(Stored items from a collection)
********
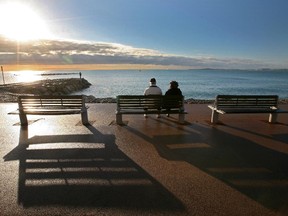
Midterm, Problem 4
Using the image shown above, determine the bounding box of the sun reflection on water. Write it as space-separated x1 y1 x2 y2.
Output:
14 70 42 83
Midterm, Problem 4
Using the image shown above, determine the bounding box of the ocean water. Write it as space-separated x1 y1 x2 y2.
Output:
3 69 288 99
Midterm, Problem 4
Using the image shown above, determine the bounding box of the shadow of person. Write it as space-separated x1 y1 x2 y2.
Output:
122 122 288 212
3 125 184 212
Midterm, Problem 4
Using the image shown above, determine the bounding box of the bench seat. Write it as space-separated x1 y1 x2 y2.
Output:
209 107 278 114
9 95 89 126
208 95 287 124
16 109 83 115
116 95 187 124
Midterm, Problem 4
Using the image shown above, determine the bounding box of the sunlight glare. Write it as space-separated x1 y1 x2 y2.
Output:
0 2 52 41
14 70 41 83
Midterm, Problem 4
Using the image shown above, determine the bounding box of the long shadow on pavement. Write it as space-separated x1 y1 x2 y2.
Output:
123 121 288 212
3 125 184 212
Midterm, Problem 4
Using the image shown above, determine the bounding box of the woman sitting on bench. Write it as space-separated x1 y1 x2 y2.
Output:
164 81 183 117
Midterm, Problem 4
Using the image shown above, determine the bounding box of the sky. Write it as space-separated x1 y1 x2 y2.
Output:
0 0 288 70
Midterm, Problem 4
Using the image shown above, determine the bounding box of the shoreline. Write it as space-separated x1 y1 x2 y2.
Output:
0 92 214 104
1 92 287 104
1 78 287 104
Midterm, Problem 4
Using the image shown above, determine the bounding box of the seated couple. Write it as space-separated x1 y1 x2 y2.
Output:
143 78 182 118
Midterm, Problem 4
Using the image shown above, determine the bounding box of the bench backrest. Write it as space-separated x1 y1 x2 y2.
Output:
116 95 184 111
18 95 86 110
215 95 279 110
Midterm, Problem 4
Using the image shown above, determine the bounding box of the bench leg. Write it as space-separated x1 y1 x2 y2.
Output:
81 110 89 125
211 110 219 124
19 126 29 145
178 113 185 124
19 113 28 126
116 113 123 125
269 113 278 123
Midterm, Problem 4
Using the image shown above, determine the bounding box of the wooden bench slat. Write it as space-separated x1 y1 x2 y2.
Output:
208 95 284 124
9 95 89 126
22 110 82 115
116 95 187 124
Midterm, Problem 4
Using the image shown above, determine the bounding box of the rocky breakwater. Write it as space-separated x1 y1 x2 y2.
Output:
0 78 91 102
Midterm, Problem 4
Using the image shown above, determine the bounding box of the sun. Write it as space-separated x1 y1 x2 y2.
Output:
0 2 52 41
14 70 41 83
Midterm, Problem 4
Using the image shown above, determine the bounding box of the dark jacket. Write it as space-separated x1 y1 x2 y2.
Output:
165 88 182 96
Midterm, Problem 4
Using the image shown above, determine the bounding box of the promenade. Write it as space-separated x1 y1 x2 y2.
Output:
1 103 287 216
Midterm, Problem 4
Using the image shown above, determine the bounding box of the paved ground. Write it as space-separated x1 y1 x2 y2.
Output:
1 103 287 216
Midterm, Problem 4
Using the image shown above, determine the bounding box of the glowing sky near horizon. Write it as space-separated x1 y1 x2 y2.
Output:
0 0 288 69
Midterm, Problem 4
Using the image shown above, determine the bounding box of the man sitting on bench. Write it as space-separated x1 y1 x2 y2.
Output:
143 78 162 118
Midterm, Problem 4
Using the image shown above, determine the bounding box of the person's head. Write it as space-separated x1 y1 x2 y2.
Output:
150 78 156 85
170 80 178 89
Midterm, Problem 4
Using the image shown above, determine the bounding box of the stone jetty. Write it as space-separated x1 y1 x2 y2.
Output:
0 78 91 102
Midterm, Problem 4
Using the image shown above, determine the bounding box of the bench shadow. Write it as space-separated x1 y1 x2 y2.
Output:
123 123 288 212
272 133 288 144
212 121 288 144
3 126 184 211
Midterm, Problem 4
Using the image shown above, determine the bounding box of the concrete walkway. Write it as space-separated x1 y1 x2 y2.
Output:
1 103 287 216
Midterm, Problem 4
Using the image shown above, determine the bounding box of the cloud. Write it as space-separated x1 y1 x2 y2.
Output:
0 35 275 69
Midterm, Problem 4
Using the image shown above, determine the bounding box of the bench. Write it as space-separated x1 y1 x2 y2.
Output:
9 95 89 126
116 95 187 124
208 95 287 124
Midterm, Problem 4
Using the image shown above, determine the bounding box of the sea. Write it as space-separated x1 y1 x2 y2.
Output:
2 69 288 100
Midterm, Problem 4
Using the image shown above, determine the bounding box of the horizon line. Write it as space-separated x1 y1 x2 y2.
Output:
1 64 288 72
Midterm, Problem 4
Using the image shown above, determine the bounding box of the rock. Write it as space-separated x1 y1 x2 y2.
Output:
0 78 91 96
85 95 96 103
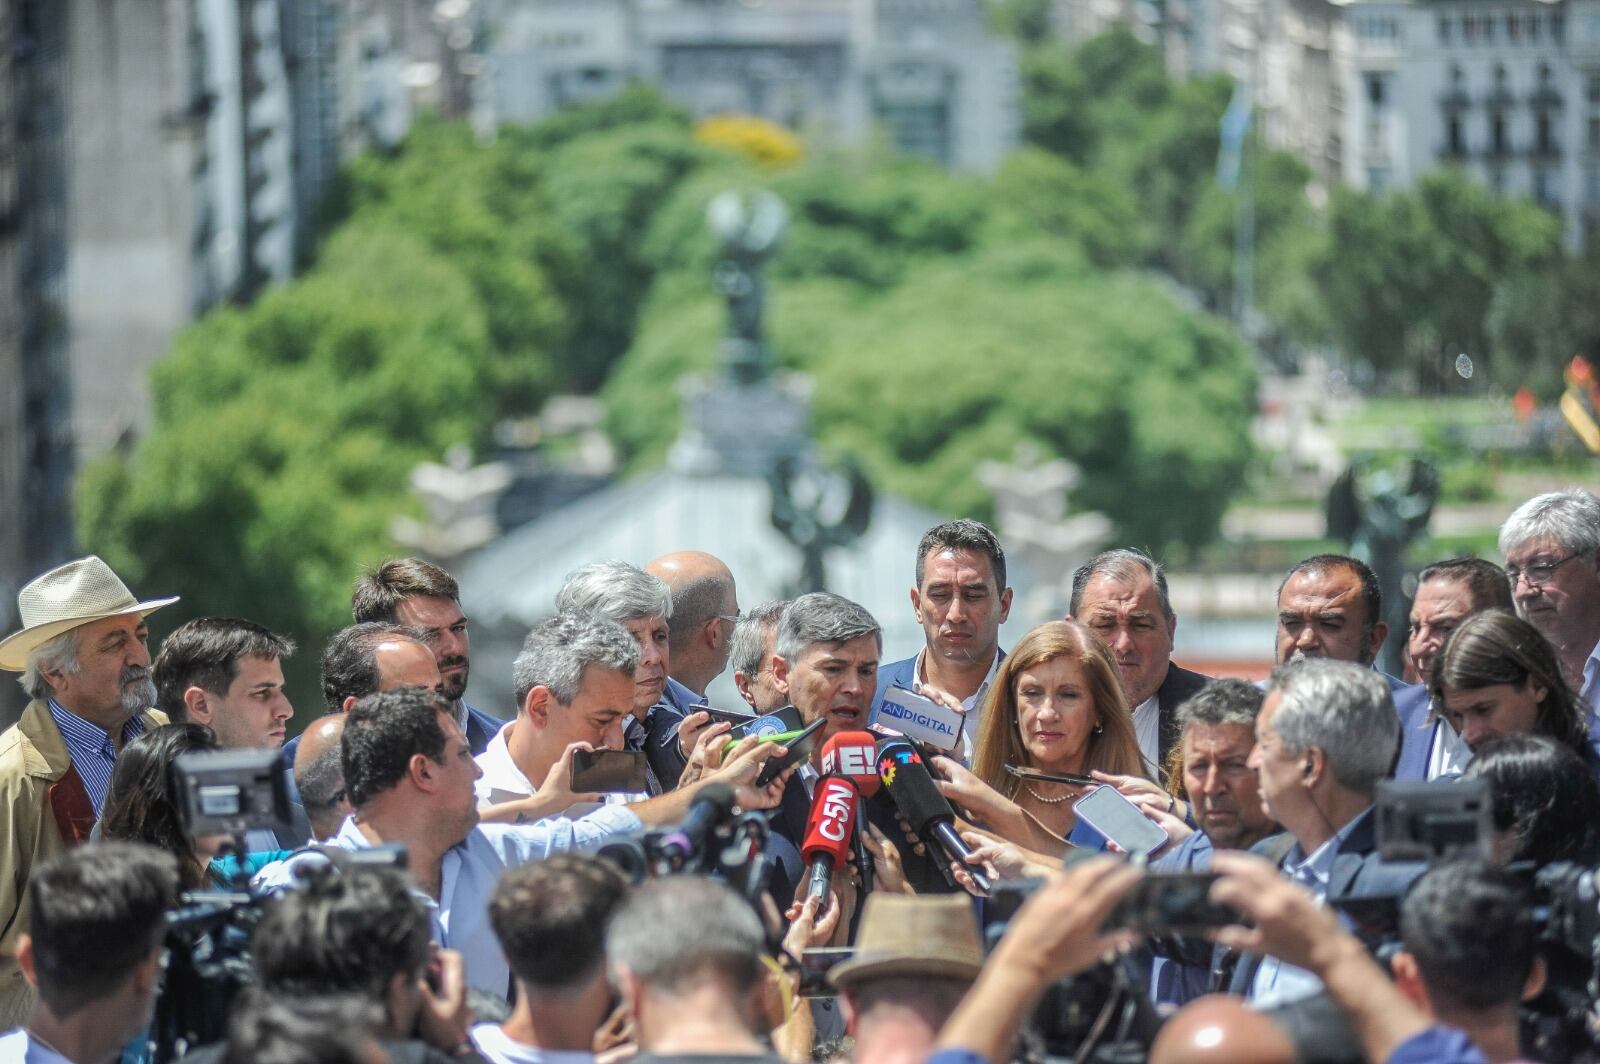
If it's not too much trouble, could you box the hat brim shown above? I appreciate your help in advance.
[0,596,179,672]
[827,951,984,989]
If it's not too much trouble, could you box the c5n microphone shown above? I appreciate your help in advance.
[819,730,882,798]
[801,774,860,906]
[876,738,992,894]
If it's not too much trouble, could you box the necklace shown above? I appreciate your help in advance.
[1024,784,1074,805]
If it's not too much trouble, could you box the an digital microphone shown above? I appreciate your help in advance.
[819,730,882,798]
[658,782,736,868]
[801,774,860,905]
[876,738,992,894]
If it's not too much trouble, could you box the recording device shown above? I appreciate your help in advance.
[704,705,760,738]
[802,775,860,905]
[1104,872,1237,934]
[799,947,855,997]
[1375,778,1492,862]
[820,730,882,797]
[874,686,966,752]
[569,749,650,793]
[1006,764,1095,788]
[174,748,291,837]
[1073,785,1169,858]
[754,716,827,788]
[876,738,992,894]
[595,781,774,906]
[658,783,737,868]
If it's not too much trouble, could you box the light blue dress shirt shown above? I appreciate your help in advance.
[252,804,644,998]
[1247,813,1366,1007]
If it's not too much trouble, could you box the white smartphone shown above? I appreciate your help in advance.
[1073,785,1169,857]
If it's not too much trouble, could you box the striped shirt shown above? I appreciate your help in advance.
[46,699,147,816]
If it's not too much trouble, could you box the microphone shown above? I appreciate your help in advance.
[801,774,860,905]
[819,730,882,798]
[876,738,992,894]
[658,782,736,868]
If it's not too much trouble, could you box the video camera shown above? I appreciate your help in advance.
[595,783,778,910]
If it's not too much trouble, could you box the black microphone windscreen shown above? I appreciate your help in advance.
[876,739,955,836]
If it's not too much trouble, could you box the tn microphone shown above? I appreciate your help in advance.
[876,738,992,895]
[801,774,860,905]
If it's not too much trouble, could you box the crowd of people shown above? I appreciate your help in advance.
[0,485,1598,1064]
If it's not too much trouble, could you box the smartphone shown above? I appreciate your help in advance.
[1073,785,1169,857]
[754,716,827,788]
[1104,873,1236,934]
[798,947,855,997]
[1006,764,1095,788]
[570,749,650,793]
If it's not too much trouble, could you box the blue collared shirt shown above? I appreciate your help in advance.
[252,805,644,998]
[47,699,148,816]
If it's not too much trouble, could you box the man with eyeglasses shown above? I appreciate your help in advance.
********
PROBLEM DETAILS – Output only the number of lines in the data above that include the word "horizon".

RESPONSE FOR THIS EXERCISE – 2